## Start Excerpted data

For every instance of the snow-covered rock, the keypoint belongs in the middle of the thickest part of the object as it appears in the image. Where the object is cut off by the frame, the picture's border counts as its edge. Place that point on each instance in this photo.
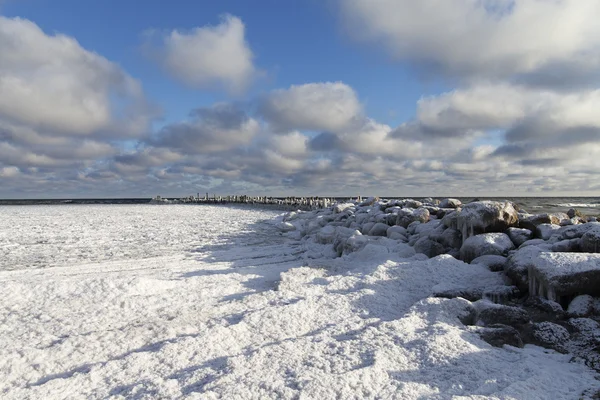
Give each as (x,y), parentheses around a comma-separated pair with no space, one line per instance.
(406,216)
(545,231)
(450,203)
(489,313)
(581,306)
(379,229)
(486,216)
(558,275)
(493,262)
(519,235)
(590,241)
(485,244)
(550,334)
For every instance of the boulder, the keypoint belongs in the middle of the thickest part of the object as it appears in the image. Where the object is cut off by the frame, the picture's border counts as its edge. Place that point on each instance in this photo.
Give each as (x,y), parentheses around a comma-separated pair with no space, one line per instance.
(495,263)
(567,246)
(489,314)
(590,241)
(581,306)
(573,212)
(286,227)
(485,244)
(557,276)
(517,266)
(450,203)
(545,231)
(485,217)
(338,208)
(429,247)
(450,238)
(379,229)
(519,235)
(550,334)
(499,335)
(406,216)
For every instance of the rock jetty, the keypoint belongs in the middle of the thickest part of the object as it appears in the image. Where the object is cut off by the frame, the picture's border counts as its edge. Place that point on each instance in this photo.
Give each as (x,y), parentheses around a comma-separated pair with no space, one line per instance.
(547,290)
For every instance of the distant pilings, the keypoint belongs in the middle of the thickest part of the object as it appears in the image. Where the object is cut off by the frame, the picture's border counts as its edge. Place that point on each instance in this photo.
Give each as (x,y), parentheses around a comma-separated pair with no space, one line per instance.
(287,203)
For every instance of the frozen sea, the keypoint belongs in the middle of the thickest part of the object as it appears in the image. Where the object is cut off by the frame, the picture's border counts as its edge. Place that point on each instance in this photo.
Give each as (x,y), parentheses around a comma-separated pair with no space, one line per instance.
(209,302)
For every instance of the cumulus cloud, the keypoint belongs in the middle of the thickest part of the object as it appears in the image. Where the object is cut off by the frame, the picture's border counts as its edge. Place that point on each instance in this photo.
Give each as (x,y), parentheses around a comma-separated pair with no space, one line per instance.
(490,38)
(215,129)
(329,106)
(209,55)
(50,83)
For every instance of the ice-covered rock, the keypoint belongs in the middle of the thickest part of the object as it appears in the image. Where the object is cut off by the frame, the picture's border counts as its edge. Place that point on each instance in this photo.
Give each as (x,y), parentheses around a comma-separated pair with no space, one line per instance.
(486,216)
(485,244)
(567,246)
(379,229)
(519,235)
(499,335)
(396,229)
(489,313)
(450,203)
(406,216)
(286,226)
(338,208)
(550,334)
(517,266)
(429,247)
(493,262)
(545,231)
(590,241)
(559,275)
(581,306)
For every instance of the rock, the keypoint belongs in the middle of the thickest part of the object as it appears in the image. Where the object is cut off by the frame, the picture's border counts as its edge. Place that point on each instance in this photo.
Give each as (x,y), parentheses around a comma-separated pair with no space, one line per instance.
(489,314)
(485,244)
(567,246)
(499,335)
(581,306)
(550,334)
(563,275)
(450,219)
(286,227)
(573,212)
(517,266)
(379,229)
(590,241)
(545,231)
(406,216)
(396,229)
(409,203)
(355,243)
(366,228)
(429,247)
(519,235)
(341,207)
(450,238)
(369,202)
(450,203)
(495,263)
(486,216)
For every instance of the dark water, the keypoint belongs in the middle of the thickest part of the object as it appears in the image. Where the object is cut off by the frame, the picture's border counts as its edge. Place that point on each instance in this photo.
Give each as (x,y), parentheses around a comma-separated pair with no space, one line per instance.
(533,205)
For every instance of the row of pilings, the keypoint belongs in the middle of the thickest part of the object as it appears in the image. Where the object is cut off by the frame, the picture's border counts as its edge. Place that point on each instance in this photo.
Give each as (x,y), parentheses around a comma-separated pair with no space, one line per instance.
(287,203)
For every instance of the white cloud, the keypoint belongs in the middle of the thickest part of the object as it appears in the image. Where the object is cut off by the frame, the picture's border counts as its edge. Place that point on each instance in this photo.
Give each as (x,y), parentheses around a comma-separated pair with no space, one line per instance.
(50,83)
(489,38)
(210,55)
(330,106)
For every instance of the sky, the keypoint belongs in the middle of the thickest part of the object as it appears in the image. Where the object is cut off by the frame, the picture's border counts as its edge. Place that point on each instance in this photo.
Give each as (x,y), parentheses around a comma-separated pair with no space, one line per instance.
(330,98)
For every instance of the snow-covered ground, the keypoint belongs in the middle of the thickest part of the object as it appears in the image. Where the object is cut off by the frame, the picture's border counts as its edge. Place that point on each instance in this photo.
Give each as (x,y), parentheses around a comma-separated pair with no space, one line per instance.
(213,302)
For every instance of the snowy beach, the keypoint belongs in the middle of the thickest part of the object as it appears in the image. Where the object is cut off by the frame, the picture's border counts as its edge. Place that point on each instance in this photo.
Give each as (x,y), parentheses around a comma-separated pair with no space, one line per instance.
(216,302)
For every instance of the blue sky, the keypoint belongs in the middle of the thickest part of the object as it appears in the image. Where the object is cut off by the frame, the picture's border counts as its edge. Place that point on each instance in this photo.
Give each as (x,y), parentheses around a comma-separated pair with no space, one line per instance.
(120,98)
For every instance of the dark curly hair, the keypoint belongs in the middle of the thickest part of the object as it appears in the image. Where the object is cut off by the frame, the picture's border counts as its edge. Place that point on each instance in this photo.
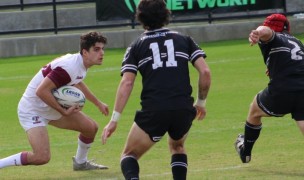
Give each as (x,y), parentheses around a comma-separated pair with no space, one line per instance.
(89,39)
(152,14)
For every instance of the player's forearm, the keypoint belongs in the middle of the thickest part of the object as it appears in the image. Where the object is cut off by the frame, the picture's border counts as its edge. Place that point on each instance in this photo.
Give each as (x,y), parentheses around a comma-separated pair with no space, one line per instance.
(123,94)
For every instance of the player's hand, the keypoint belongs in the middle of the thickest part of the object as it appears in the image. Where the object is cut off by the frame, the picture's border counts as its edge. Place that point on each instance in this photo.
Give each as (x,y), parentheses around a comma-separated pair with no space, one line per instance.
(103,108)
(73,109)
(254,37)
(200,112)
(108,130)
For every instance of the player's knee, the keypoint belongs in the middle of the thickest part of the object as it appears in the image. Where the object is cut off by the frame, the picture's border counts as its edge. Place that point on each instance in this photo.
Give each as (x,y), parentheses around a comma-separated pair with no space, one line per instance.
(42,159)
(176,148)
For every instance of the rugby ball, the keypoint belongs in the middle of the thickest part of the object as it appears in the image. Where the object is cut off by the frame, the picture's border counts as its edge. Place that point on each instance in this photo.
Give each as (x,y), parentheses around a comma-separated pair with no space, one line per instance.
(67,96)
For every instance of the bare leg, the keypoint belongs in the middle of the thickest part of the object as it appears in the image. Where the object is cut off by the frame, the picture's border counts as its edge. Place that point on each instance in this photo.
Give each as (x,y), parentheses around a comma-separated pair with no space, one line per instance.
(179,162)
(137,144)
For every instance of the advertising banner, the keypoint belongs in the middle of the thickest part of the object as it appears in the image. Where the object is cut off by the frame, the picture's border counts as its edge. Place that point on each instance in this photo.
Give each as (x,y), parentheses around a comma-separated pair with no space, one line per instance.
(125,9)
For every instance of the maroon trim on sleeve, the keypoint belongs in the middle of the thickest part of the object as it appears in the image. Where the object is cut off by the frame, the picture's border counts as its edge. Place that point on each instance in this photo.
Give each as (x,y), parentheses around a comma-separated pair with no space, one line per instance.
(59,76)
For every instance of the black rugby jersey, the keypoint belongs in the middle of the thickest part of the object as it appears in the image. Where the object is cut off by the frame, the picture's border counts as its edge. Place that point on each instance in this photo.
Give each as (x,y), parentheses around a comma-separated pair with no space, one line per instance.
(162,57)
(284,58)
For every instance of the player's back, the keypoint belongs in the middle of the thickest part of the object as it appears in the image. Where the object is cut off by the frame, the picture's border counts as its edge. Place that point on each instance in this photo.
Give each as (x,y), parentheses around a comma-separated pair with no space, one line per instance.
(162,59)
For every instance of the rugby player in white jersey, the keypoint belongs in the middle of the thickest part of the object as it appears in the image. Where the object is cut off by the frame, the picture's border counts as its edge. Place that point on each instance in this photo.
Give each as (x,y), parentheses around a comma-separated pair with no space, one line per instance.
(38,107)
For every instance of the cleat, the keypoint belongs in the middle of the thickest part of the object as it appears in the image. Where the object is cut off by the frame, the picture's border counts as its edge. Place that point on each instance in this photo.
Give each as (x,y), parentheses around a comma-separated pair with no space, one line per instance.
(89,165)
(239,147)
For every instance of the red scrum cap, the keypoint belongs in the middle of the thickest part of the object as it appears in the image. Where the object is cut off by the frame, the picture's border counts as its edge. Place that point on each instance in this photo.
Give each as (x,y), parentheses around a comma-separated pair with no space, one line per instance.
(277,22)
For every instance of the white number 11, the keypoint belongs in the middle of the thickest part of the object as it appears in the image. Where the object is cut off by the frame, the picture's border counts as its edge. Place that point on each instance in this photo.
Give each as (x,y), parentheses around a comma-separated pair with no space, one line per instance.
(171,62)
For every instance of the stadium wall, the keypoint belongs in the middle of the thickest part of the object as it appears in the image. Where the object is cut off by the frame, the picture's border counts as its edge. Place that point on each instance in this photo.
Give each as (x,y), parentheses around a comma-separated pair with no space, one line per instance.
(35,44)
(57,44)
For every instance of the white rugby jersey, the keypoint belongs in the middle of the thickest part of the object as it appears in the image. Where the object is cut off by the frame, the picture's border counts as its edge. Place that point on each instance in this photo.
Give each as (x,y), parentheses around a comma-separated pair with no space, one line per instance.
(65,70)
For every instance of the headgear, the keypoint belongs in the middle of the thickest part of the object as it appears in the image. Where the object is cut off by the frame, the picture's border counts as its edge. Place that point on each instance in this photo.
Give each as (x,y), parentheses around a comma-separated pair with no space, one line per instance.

## End Excerpted data

**Work instructions**:
Rewrite the data starting at the line containing "For every instance of the headgear, the" and ending at the last line, replacing "headgear" with "helmet" and leaving everything else unchanged.

**The completed task**:
For every instance of the helmet, the keypoint belongs in the middle of the thickest part of the object as it appears in the image. Where the object is cut off by the frame, the picture's border counts as its edge. Place that point on each instance in this photo.
Give each as (x,y), parentheses around a comma-separated pair with no space, one line per instance.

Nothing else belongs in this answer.